- Problems
1. In the post on Shadow tanking, what is the instant-death threshold for a Guardian or VG?
2. Shorten the paragraph of the post on Shadow tanking that begins "Shadows are already prone to be at lower hp levels," keeping its main facts.
3. Continue the post on Shadow tanking from the point where it stops.

- Source passage
************

Shadows are *already* prone to be at lower hp levels than the other tanks (high spikiness means higher variability in incoming damage which causes the bell curve of expected hp to be smoother rather than grouped primarily at the higher max hp percents). This is basic common sense. It's exacerbated by the fact that we also have a *higher* instant-death threshold. Since we can't explicitly *expect* when we're going to get unlucky (which is the only time the spikes approach "insta-gib" levels), there's no way to reliably increase our hp *above* the instant-death threshold we're *already* more liable to be under. It doesn't help that, for Shadows, the instant-death threshold is really, really high. In fact, the instant-death threshold is very often *above* what is nominally considered to be "comfortable" hp: an unlucky Thrasher chain is going to deal ~32.5k damage in a single GCD; at 38k max hp, the instant death threshold would be *85%* of max hp. For a Guardian or VG, the instant death threshold is 65%.

 

So, if you're a Shadow running with healers that *never* allow you to drop below 85%, you'll be completely and totally fine, but, if you're running with healers that don't *constantly* keep you *absolutely* topped off, wasting *massive* amounts of healing on overheal and devoting an inordinate amount of attention to watching your hp (so they can catch and react to those situations *immediately*) you're *going* to get dropped below the instant-death threshold which *will* cause you to instantly die.

************

- Dataset excerpts
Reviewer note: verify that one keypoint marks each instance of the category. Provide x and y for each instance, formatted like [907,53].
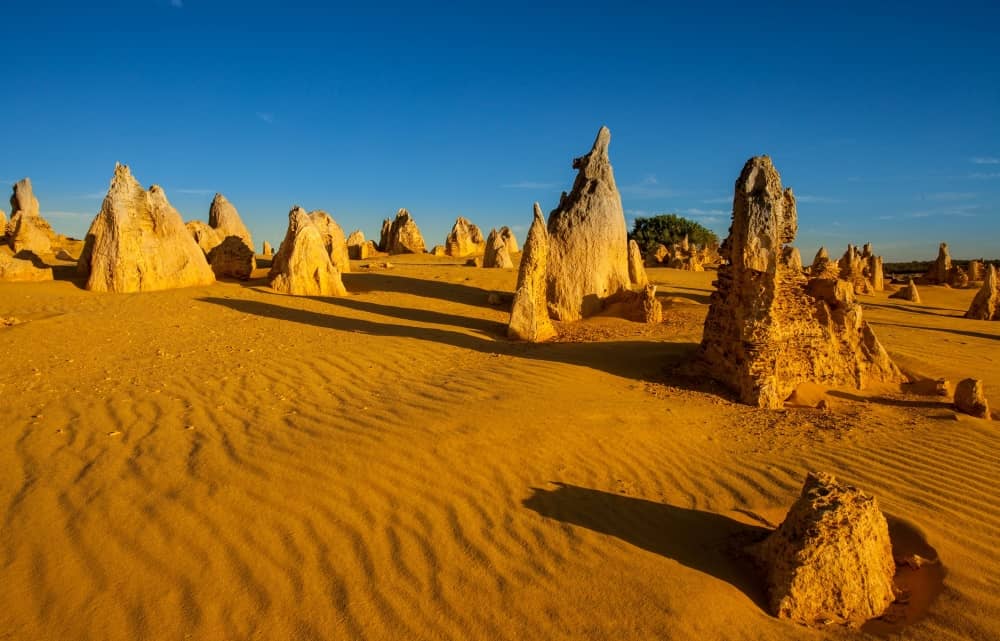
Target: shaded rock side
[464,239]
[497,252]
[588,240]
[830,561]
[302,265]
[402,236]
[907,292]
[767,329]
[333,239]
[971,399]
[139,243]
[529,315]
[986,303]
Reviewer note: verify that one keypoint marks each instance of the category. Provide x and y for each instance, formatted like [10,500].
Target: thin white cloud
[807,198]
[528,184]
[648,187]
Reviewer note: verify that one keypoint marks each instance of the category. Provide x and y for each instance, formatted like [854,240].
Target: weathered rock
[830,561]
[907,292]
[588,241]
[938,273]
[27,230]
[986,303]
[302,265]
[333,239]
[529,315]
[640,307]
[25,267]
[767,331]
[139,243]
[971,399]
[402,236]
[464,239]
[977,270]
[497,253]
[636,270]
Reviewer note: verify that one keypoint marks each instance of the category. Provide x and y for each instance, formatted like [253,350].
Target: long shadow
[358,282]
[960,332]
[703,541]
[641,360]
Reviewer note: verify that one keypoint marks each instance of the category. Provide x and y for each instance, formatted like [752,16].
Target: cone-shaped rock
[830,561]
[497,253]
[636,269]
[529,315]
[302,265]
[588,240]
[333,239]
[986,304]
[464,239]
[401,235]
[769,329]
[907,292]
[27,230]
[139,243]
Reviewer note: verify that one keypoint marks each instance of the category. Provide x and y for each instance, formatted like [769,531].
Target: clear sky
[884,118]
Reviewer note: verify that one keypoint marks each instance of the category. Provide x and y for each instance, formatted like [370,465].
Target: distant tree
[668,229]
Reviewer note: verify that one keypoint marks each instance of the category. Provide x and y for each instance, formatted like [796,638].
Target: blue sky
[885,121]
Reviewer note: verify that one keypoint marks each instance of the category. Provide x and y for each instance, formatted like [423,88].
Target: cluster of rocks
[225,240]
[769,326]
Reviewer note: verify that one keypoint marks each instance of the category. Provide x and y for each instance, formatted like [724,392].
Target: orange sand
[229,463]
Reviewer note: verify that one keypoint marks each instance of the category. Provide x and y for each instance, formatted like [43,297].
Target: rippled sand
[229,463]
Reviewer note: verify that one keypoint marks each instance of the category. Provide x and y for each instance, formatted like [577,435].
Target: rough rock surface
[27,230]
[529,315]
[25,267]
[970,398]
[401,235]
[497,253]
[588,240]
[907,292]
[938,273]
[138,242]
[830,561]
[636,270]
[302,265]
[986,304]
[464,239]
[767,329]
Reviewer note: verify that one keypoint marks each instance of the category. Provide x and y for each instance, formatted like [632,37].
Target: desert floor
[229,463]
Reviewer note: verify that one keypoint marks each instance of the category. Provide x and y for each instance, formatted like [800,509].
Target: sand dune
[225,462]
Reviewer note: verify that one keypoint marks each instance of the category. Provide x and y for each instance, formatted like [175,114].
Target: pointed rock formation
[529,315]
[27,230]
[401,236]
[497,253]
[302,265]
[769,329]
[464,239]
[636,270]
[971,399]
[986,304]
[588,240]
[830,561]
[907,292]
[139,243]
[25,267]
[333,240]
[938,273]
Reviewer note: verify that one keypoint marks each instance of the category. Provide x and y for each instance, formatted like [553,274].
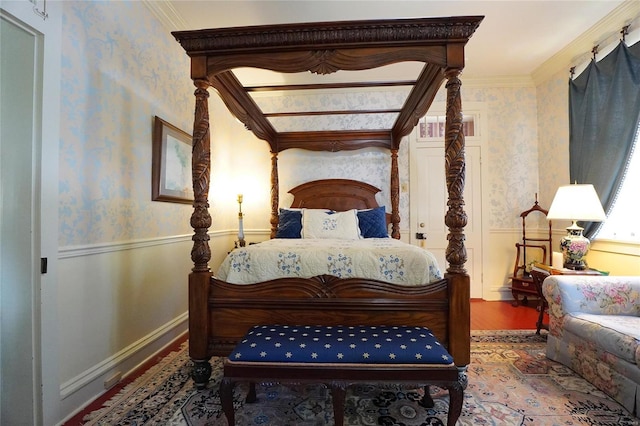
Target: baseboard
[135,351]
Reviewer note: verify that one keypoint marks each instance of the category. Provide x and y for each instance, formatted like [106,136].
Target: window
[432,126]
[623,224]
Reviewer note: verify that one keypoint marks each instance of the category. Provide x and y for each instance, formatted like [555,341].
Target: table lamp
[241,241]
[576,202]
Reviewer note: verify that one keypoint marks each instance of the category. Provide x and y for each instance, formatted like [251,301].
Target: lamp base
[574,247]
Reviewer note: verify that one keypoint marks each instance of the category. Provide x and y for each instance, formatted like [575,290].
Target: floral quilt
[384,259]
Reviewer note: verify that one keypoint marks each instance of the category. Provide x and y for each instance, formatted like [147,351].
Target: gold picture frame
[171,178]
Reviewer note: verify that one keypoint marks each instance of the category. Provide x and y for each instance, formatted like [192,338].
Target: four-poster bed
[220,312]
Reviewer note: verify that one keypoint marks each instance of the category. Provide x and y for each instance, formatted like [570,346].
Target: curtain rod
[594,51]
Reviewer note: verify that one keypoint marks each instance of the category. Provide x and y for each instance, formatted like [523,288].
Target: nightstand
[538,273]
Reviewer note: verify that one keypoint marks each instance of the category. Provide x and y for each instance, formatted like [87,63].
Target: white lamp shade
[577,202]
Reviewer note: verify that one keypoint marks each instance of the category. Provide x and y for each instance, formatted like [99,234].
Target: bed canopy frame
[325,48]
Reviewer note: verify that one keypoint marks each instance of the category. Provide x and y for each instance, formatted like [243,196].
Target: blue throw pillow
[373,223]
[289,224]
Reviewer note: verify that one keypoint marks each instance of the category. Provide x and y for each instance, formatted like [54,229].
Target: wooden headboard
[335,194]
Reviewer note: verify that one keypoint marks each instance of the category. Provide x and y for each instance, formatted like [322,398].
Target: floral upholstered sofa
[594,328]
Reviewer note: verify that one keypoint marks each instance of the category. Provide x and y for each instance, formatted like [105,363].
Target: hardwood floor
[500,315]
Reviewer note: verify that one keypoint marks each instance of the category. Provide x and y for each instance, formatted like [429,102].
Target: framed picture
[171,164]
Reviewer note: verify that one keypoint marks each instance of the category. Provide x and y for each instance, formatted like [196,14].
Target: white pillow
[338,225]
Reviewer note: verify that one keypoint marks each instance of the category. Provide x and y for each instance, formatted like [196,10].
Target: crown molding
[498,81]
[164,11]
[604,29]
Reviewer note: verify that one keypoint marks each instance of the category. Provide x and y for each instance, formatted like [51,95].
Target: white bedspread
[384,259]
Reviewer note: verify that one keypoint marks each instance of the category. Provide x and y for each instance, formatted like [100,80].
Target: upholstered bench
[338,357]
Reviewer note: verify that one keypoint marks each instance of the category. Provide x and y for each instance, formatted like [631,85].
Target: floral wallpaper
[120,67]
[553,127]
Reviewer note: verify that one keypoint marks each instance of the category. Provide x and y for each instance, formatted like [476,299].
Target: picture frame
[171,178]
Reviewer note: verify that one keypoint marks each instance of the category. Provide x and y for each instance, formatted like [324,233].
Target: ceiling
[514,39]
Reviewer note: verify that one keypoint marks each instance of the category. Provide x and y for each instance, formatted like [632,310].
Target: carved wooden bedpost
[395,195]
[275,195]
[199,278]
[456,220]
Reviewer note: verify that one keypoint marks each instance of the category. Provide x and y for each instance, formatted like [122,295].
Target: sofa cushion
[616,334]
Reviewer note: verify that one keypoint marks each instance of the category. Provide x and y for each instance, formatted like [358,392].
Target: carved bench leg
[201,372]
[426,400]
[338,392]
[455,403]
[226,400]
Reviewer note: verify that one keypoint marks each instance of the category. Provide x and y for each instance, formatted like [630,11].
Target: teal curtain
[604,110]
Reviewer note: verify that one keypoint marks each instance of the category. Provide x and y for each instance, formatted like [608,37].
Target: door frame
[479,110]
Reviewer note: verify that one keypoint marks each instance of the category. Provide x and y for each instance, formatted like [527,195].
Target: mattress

************

- Answers to the problems
1. 65% of max hp.

2. Shadows tend to sit at lower hp than other tanks because their spiky incoming damage spreads their expected hp more widely. They also have a higher instant-death threshold. Because unlucky spikes can't be predicted, Shadows have no reliable way to stay above it. That threshold is often higher than what counts as comfortable hp. An unlucky Thrasher chain deals about 32.5k damage in one GCD, so at 38k max hp the threshold is 85% of max hp, compared with 65% for a Guardian or VG.

3.
It's not, nor has it *ever* been a question of "one shot kills you from full health". It has always been "one shot kills you from what *should* be a *reasonable* amount of health to not get one-shot from". If you actually read the thread, you'd know this.

.....

 

Prove your 32,5 k 1,5s spike on thrasher please with a combat log. So far out of 60 thrasher nim combat logs i did not saw a single spike like that. Biggest single hit is a 16k Swipe. I did (contrary to you) analyze these things.

But hey put me on your ignore list, if you don't wanna see the truth (e.g. everything you said is wrong).

Thrasher nim is old news,yes :D.

 

@Jimvinny: This spike appears over the Duration of 4 seconds. If you are not getting a single point of Healing during these 4 seconds, yes the spike (this spike is just a theoretical spike, his possibility that it happens once during a full fight mt thrasher is less then 50% as stated above) will kill you.

A guardian won't have an additional 5% healing from healers nor would he have self healing (see my calculations above). The threshold for one single global cooldown for thrasher nim is less then 50% even for assassins.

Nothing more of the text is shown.